Extract to read —
────────
In addition, 94 percent of those living alone would lose all their caregiver hours, as would approximately 90 percent of those age 80 and older.  

All of these scenarios are strongly predictive of increased rates of institutionalization. 

The California Legislature is currently debating Gov. Arnold Schwarzenegger's recommendation to cut more than $950 million from the state's In-Home Supportive Services (IHSS) program, a move that could eliminate services for 87 percent of IHSS recipients in California — approximately 427,000 senior citizens and others with disabilities. And all recipients could lose services if the state does not receive additional federal funding requested by the governor's office. 

"If all of the governor's proposals go through, there will be almost nothing left to help seniors remain in their communities," said Steven P. Wallace, associate director of the UCLA Center for Health Policy Research and author of the new paper, Budget Proposals Turn Back Clock 30 Years in Long-Term Care Services for California Seniors, which was funded by a grant from the SCAN Foundation. "They're not trying to reduce costs with a scalpel. They're going at it with a meat axe."
────────
[Records from a collection]
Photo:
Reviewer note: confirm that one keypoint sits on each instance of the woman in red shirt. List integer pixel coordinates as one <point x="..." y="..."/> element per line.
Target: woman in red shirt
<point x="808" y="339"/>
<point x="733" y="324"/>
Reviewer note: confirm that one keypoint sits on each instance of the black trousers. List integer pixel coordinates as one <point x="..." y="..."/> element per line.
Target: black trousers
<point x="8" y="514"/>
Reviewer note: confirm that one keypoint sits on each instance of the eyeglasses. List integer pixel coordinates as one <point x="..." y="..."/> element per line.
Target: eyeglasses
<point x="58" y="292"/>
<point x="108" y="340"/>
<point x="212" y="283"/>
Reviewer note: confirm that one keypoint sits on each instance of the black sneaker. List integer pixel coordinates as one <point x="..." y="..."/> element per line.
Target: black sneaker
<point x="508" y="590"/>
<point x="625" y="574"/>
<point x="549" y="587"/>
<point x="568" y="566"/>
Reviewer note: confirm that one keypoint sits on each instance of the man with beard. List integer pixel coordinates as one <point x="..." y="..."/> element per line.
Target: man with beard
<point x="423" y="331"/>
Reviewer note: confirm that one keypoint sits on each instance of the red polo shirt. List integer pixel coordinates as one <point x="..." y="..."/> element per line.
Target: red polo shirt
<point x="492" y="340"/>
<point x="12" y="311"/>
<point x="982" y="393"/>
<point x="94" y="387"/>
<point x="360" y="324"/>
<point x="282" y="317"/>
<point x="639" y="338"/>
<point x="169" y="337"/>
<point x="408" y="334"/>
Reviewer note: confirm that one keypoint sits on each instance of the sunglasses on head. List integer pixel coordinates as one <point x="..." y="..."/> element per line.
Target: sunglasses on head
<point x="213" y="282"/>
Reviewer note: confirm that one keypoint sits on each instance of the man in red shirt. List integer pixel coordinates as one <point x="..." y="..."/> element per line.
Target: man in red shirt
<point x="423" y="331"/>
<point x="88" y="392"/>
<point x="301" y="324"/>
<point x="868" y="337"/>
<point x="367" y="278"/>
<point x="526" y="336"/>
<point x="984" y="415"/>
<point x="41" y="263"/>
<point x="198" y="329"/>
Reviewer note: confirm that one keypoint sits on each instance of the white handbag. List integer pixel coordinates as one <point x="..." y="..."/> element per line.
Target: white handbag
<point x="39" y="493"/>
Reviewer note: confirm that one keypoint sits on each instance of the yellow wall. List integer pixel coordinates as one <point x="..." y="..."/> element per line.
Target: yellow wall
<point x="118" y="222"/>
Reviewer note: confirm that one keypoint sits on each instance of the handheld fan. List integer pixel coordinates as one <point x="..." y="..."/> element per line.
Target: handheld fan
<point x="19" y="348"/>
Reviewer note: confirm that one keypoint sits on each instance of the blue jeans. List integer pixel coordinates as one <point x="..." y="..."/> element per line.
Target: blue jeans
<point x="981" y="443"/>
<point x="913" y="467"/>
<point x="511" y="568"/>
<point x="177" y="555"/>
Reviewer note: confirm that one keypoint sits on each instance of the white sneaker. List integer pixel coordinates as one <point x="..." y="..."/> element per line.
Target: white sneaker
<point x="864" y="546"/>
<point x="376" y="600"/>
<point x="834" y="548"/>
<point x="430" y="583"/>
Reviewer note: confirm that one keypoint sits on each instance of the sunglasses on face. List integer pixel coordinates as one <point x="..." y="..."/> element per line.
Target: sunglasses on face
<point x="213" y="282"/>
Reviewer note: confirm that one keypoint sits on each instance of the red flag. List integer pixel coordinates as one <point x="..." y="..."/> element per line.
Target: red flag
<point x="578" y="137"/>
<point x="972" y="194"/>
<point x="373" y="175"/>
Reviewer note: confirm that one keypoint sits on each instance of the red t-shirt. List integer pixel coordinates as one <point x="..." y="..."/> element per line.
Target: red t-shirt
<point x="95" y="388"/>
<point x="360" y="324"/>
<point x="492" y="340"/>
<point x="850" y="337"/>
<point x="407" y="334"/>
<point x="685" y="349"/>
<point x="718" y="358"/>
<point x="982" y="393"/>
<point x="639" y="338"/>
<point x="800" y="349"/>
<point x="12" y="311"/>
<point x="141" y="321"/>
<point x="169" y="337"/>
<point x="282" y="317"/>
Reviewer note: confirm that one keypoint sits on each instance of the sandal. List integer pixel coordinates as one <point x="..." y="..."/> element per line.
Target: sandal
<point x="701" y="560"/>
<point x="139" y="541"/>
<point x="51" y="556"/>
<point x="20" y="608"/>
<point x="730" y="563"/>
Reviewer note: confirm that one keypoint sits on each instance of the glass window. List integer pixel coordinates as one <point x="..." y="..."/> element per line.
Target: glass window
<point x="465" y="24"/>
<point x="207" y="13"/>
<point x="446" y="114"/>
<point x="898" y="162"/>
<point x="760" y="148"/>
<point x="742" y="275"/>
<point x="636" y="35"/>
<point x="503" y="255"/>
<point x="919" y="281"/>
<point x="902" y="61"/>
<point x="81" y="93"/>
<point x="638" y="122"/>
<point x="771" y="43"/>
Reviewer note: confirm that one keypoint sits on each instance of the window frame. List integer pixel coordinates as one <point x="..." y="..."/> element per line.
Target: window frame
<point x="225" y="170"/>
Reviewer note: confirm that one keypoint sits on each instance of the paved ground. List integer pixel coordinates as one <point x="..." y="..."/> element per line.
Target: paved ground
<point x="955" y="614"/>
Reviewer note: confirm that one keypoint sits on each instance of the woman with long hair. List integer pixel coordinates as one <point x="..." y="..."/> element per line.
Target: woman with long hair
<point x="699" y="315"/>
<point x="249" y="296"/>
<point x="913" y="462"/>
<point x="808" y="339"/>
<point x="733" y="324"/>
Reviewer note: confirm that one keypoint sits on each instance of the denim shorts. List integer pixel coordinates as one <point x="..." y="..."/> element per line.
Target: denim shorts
────────
Directive —
Revise the stretch of the passage on California's home care cuts from "In addition, 94" through "the governor's office.", putting "beneficiaries" wherever "recipients" appears. None of these entries has any bearing on what is asked.

Exercise solution —
In addition, 94 percent of those living alone would lose all their caregiver hours, as would approximately 90 percent of those age 80 and older.  

All of these scenarios are strongly predictive of increased rates of institutionalization. 

The California Legislature is currently debating Gov. Arnold Schwarzenegger's recommendation to cut more than $950 million from the state's In-Home Supportive Services (IHSS) program, a move that could eliminate services for 87 percent of IHSS beneficiaries in California — approximately 427,000 senior citizens and others with disabilities. And all beneficiaries could lose services if the state does not receive additional federal funding requested by the governor's office.